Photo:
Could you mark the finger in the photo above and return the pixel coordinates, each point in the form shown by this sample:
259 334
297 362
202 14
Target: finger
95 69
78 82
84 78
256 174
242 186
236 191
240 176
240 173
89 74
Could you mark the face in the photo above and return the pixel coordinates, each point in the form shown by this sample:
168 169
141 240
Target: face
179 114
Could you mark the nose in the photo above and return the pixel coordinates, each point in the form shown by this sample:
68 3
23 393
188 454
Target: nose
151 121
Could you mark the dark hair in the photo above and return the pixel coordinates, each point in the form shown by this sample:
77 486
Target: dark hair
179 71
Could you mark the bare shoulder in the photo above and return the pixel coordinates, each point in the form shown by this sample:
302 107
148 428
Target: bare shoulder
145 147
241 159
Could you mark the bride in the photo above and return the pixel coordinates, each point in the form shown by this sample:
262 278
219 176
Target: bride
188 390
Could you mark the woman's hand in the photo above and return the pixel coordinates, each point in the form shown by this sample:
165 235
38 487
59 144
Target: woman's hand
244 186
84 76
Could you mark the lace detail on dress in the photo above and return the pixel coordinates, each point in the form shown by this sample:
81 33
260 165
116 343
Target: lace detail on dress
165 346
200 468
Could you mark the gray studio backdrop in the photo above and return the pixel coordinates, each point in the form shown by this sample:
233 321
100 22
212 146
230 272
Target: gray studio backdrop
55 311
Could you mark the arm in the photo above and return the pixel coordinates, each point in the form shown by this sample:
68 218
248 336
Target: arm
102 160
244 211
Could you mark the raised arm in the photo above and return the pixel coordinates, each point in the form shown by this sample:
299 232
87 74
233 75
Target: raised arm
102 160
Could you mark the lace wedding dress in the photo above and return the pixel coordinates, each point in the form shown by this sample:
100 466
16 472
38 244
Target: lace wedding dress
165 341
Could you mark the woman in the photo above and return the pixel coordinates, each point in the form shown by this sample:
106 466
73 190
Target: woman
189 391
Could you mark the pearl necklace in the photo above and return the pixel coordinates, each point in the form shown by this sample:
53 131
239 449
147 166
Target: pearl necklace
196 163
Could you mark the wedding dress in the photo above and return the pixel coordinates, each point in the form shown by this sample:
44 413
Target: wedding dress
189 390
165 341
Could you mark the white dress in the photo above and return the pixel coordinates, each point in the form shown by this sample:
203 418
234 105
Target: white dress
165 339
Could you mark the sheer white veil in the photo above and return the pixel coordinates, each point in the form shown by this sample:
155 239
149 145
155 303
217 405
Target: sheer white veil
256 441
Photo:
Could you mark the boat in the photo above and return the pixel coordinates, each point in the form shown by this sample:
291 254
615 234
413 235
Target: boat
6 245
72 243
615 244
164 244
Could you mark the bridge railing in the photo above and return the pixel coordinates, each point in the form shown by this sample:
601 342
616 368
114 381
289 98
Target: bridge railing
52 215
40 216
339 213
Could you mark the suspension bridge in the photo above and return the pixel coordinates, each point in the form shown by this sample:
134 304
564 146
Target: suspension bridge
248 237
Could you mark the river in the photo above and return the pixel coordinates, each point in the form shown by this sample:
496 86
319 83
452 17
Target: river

What the exercise asks:
Reproduce all of the data above verbatim, line for line.

Answer to the problem:
Photo:
Could you mark the finger in the photo above and return the pixel coordinates, each point in the form shown by this sample:
259 334
297 362
202 14
Target: finger
95 69
78 82
84 78
256 174
242 186
236 191
240 176
240 173
89 74
Could you mark the face in the photo above and return the pixel coordinates, each point in the form shown by this sample:
168 169
141 240
Target: face
179 114
Could you mark the nose in the photo above and return the pixel coordinates, each point in the form shown by this sample:
68 3
23 393
188 454
Target: nose
151 121
Could you mark the dark hair in the photo above and return the pixel coordinates, each point in the form shown by this sample:
77 486
Target: dark hair
179 71
Could you mark the bare shoulder in the photo above and return the pixel coordinates, each point in the form shown by this sample:
302 107
148 428
Target: bare shoulder
145 147
241 159
Could you mark the bride in the photo above and return the pixel coordinates, each point in the form shown by this sample:
262 278
219 176
Target: bride
188 390
Could you mark the woman's hand in the photo above and return the pixel coordinates, each point in the form shown by this sample:
165 235
38 487
59 144
Target: woman's hand
244 186
84 76
Could you mark the lace detail on dress in the photo above and return the pixel coordinates, each point in the form shown by this sample:
81 33
260 165
116 343
Target: lace detail on dress
165 346
200 468
Could you mark the gray studio backdrop in the photo above and return the pixel coordinates, each point in the form shown by this sample:
233 321
100 22
212 146
230 272
Target: gray studio backdrop
55 311
Could you mark the arm in the photo above and return the pixel coordinates, each point in the form shown by this sample:
68 218
248 336
Target: arm
102 160
244 211
Could you mark the raised arm in the photo above and return the pixel coordinates, each point in the form shown by this sample:
299 232
87 74
233 75
Target: raised arm
102 160
Could you mark the lace wedding dress in the photo above and return the pixel coordinates, each point in the form shown by this sample:
100 466
16 472
38 244
Target: lace wedding dress
165 341
Could you mark the woman in the photo above and return the pixel coordinates, each point in the form shown by this sample:
106 466
73 190
Target: woman
189 391
Could you mark the pearl necklace in the photo above and return the pixel coordinates, each point in the form shown by this sample:
53 131
239 449
147 166
Target: pearl necklace
196 163
Could you mark the wedding dress in the photo above and return the pixel coordinates, each point in the form shown by this sample:
44 413
Target: wedding dress
189 390
165 341
Could you mark the white dress in the photo above and return the pixel coordinates, each point in the form shown by this sample:
203 418
234 105
Target: white dress
165 339
Could you mark the sheer white veil in the photo above and return the pixel coordinates, each point in the form shown by this sample:
155 239
149 145
155 303
217 405
Target: sheer white veil
256 441
Photo:
Could you mark the boat in the photo above and return the pixel coordinates, each point in the form shown by this sample:
291 254
615 234
413 235
Target: boat
6 245
72 243
615 244
164 244
Could you mark the bridge railing in the photo above and return the pixel coordinates, each point in the form shown by this sample:
601 342
616 368
114 381
289 98
Target: bridge railing
52 215
40 216
339 213
Could you mark the suspension bridge in the photo above and return the pixel coordinates, each point in the form shown by this sample:
134 304
564 146
Target: suspension bridge
248 237
Could you mark the river in the photo above and return the pixel coordinates, each point in the form shown by this sample:
496 86
319 83
452 17
Target: river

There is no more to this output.